## TAREFAS
1/ Copie o trecho da crítica a The Callisto Protocol que abre com as palavras que contêm "Publicitado como um" e fecha com "de ter visto.".
2/ Segundo a crítica a The Callisto Protocol, que ator interpreta Jacob Lee?
3/ Prossiga a crítica a The Callisto Protocol a partir da última frase apresentada.

## BLOCO DE TEXTO

========================================

Publicitado como um sucessor espiritual de Dead Space, era difícil não ter algum entusiasmo com The Callisto Protocol – principalmente quando andaram aí a apregoar que vinha pelas mãos do criador de Dead Space, Glen Schofield. Infelizmente, um bom jogo não advém apenas do trabalho de uma pessoa (a não ser que estejamos a falar de Stardew Valley) e The Callisto Protocol é a prova viva disso mesmo. É fácil olhar para detalhes como a opção de não ter uma HUD – por sua vez colocando indicadores de saúde no próprio personagem ou de munição nas próprias armas – ou o survival horror num cenário espacial como características muito próprias de Schofield, mas Callisto um bocadinho mais além na inspiração, mais do que aquilo que gostaria de ter visto.
O jogador assume o papel de Jacob Lee (interpretado por Josh Duhamel, que devem conhecer de Transformers), um piloto que, após a sua nave ter sido abordada por terroristas e consequentemente se ter despenhado, se vê arrastado para a prisão de Black Iron sem perceber bem porquê. Um dia cheio de azares, portanto. Após todo um processo em que lhe é implantado à força na nuca uma espécie de medidor de sinais vitais, (e que servirá como o medidor de saúde da nossa personagem) Jacob acorda com a prisão num caos absoluto. Black Iron aparenta ter sido vítima de um surto de um vírus que transforma os humanos em mutantes zombificados. Algo standard, portanto.

========================================

## EXCERTO DE DADOS
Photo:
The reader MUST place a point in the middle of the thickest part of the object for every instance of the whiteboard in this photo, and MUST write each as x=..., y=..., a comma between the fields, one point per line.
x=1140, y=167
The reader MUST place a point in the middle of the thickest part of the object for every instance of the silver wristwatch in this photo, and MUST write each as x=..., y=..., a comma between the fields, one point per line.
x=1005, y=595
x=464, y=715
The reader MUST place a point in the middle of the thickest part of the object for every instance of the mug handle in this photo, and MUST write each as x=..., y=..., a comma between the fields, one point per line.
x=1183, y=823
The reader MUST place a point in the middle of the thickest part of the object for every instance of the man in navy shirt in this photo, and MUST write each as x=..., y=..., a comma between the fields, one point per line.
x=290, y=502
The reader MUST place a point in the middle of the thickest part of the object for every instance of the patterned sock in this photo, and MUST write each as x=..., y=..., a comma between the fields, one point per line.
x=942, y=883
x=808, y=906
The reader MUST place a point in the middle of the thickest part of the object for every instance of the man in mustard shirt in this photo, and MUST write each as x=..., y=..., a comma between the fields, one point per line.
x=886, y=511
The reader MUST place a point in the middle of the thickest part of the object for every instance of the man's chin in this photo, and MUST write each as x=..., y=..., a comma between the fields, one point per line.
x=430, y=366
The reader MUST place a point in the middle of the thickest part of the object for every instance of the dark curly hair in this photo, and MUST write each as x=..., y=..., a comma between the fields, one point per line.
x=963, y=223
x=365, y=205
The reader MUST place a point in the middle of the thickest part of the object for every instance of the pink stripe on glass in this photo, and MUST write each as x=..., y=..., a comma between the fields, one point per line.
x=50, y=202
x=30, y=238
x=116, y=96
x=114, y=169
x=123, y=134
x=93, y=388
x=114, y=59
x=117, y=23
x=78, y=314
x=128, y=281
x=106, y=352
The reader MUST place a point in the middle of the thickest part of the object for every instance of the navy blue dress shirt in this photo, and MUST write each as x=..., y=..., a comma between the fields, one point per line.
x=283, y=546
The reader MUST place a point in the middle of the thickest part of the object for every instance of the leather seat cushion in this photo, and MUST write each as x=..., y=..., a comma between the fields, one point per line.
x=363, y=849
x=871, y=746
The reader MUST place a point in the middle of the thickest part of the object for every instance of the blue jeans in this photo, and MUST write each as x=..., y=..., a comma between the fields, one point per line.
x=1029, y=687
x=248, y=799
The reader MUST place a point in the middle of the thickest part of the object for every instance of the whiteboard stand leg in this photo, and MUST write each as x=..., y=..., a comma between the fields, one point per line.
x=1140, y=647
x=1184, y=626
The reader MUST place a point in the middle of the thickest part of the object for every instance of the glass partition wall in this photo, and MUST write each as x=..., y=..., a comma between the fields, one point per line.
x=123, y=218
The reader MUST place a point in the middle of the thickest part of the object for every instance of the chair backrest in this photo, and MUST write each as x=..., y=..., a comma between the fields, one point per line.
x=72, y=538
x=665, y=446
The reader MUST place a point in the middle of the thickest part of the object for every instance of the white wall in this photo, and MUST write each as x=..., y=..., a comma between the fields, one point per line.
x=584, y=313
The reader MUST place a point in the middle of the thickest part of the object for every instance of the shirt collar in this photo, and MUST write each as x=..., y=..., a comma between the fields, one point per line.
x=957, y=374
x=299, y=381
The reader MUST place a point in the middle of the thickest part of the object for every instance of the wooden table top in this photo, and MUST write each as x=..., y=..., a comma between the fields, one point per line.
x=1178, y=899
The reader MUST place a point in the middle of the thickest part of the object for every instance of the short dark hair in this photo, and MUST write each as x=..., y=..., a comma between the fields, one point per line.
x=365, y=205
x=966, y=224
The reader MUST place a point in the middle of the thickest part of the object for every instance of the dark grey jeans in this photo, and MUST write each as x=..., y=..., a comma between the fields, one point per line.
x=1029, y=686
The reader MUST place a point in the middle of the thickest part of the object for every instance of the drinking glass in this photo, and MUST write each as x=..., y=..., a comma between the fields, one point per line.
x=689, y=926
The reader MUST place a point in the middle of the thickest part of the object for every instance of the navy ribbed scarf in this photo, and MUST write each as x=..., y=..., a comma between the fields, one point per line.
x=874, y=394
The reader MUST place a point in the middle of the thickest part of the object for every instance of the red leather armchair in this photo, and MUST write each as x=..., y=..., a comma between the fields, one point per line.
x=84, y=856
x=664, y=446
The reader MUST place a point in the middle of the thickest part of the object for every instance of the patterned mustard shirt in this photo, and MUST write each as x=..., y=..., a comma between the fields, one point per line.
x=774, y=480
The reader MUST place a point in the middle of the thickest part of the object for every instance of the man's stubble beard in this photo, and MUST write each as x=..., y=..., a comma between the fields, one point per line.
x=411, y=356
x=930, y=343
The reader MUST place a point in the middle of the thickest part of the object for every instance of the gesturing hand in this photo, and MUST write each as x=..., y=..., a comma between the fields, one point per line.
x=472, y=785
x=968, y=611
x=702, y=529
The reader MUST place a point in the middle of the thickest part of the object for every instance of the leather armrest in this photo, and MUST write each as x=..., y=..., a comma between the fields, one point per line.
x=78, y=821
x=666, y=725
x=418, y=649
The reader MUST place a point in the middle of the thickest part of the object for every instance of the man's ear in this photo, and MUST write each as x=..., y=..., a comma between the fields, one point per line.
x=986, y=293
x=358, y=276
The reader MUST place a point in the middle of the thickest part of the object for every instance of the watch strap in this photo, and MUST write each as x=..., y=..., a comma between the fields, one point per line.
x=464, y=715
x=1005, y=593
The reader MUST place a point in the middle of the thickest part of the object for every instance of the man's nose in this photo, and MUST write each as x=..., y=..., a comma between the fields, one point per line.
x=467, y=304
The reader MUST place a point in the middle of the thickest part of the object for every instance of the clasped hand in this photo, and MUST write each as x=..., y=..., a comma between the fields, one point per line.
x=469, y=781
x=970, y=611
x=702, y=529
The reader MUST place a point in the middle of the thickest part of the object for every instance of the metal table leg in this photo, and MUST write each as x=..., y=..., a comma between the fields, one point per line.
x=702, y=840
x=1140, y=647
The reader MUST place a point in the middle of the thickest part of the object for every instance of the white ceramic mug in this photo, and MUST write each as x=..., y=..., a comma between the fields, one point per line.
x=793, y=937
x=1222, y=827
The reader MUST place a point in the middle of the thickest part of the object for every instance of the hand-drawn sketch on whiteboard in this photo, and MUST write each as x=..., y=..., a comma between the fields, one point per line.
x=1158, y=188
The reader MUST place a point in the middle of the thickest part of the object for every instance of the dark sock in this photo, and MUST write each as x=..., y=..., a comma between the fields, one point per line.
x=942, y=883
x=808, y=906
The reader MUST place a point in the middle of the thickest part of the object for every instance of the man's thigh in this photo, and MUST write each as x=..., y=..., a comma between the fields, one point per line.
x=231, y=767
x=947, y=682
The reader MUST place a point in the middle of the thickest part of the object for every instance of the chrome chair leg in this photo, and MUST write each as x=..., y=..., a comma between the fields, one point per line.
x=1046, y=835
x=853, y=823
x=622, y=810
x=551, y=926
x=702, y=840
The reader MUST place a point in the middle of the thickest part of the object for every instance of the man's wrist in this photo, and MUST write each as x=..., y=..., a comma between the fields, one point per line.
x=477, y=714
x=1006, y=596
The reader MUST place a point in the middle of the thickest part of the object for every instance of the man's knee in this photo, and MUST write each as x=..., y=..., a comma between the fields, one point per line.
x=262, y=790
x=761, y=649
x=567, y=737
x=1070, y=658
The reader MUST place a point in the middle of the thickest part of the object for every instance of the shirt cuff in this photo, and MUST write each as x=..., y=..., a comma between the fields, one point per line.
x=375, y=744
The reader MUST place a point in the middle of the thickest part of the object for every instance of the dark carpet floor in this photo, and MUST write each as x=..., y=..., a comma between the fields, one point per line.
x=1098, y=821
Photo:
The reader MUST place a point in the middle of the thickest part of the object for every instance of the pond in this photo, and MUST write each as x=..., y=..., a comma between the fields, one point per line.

========================================

## RESPOSTAS
1/
Publicitado como um sucessor espiritual de Dead Space, era difícil não ter algum entusiasmo com The Callisto Protocol – principalmente quando andaram aí a apregoar que vinha pelas mãos do criador de Dead Space, Glen Schofield. Infelizmente, um bom jogo não advém apenas do trabalho de uma pessoa (a não ser que estejamos a falar de Stardew Valley) e The Callisto Protocol é a prova viva disso mesmo. É fácil olhar para detalhes como a opção de não ter uma HUD – por sua vez colocando indicadores de saúde no próprio personagem ou de munição nas próprias armas – ou o survival horror num cenário espacial como características muito próprias de Schofield, mas Callisto um bocadinho mais além na inspiração, mais do que aquilo que gostaria de ter visto.

2/ Josh Duhamel.

3/
Como é óbvio, Jacob não está para ficar para ver o que acontece e assim começa a sua tentativa de fuga, aliando-se a outro prisioneiro. O desenrolar da história vai revelar o que efetivamente se passou na prisão, mas de certeza que vão conseguir adivinhar quase tudo sem grande esforço, já que o enredo é do mais básico que existe, sem grandes surpresas ou entusiasmo.
The Callisto Protocol deslumbra visualmente e a primeira impressão é boa, isto se estiverem a jogar numa Playstation 5 e tenham tido a sorte de evitar os inúmeros problemas técnicos que assolaram o lançamento do jogo noutras plataformas. Nos dias que correm, amigos não há desculpa para lançar um jogo no estado em que Callisto saiu. Mas adiante. Graficamente, temos um jogo absolutamente impecável, a utilização dos atores e das suas feições é impressionante e uma das melhores coisas do jogo. Pequenos detalhes como Jacob a levar a mão ao aparelho implantado no seu pescoço, claramente num gesto de desconforto, são coisas que aparentam ser insignificantes mas que adicionam realismo às personagens. É pena que este tipo de atenção ao detalhe não tenha sido aplicado ao resto do jogo.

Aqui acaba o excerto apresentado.